### [Records for this exercise]
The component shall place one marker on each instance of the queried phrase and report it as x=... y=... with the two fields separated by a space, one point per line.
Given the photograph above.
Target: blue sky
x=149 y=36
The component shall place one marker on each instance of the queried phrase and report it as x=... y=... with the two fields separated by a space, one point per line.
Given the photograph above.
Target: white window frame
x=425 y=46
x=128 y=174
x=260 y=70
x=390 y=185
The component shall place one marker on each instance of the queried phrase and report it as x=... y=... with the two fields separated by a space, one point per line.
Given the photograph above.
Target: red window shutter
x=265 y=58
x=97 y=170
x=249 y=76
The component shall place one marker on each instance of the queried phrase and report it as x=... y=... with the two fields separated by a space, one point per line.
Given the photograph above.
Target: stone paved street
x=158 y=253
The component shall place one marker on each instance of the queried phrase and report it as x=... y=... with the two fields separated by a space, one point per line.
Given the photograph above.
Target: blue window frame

### [Work to complete]
Update the material above by replacing every "Target" with "Label". Leave everything else unchanged.

### [Answer to the problem]
The component shall place one marker on each instance of the queried phrase and report it as x=... y=... with the two fields separated by a space, one point per line.
Given the photograph above.
Label: blue sky
x=149 y=36
The component shall place one marker on each instance of the queried phrase and report it as x=... y=... with the two fields separated by a space, one point per line.
Given the photograph above.
Label: white window frame
x=425 y=46
x=128 y=174
x=260 y=70
x=390 y=185
The component shall place one marker on each instance of the queried phrase and report it as x=... y=... with the two fields separated by a space, one point per line.
Given the photograph above.
Label: red window shutter
x=265 y=58
x=97 y=170
x=249 y=76
The component shall place one marker on each instance of the queried phrase and report it as x=... y=... with the two fields separated by a space, one point per line.
Given the photograph above.
Label: stone paved street
x=158 y=253
The component shall place one marker on each instance of the queried phrase and report it as x=... y=... with the two fields separated by a space, one point per line.
Given the photograph above.
Label: blue window frame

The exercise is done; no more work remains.